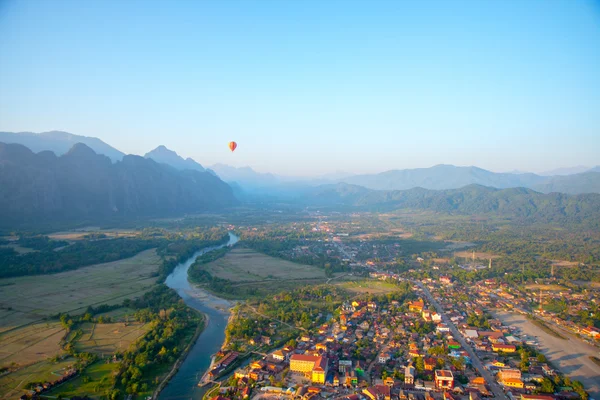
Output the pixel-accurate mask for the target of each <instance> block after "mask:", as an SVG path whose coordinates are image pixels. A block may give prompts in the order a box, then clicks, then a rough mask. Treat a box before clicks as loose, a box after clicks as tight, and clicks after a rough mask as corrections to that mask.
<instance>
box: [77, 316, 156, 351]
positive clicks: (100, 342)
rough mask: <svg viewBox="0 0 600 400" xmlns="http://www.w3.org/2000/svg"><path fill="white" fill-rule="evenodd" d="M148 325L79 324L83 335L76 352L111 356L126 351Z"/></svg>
mask: <svg viewBox="0 0 600 400" xmlns="http://www.w3.org/2000/svg"><path fill="white" fill-rule="evenodd" d="M149 328H150V326H149V324H144V323H140V322H130V323H124V322H117V323H111V324H96V323H93V322H86V323H83V324H81V326H80V329H81V330H82V331H83V335H81V337H80V338H79V340H78V341H77V343H76V344H75V348H76V349H77V351H83V352H89V353H94V354H98V355H100V356H102V355H109V354H113V353H115V352H117V351H123V350H126V349H127V348H128V347H129V345H130V344H131V343H133V342H135V341H136V340H137V339H138V338H140V337H141V336H143V335H144V334H145V333H146V332H148V329H149Z"/></svg>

Exercise aim -
Reproduce the lines above with every "rough mask" replaced by "coarse mask" and everything else kept the same. Leave out the pictures.

Exercise response -
Output the pixel-accurate mask for the target of each <instance> block after "mask:", as an SVG path whose coordinates are image pixels. A block may give prompts in the order a box, then clicks, then a coarse mask. Treat a box before clicks as loose, a box after clicks as tight, and clicks after a coarse mask as corrections to that mask.
<instance>
box: [77, 316, 156, 351]
positive clicks: (100, 342)
coarse mask: <svg viewBox="0 0 600 400" xmlns="http://www.w3.org/2000/svg"><path fill="white" fill-rule="evenodd" d="M148 325L79 324L83 335L76 352L111 356L126 351Z"/></svg>
mask: <svg viewBox="0 0 600 400" xmlns="http://www.w3.org/2000/svg"><path fill="white" fill-rule="evenodd" d="M149 328H150V326H149V324H144V323H140V322H130V323H124V322H117V323H111V324H96V323H93V322H86V323H83V324H81V326H80V329H81V330H82V331H83V335H81V337H80V338H79V340H78V341H77V343H76V344H75V348H76V349H77V351H83V352H89V353H94V354H98V355H100V356H102V355H109V354H113V353H115V352H117V351H123V350H126V349H127V348H128V347H129V345H130V344H131V343H133V342H135V341H136V340H137V339H138V338H140V337H141V336H143V335H144V334H145V333H146V332H148V329H149Z"/></svg>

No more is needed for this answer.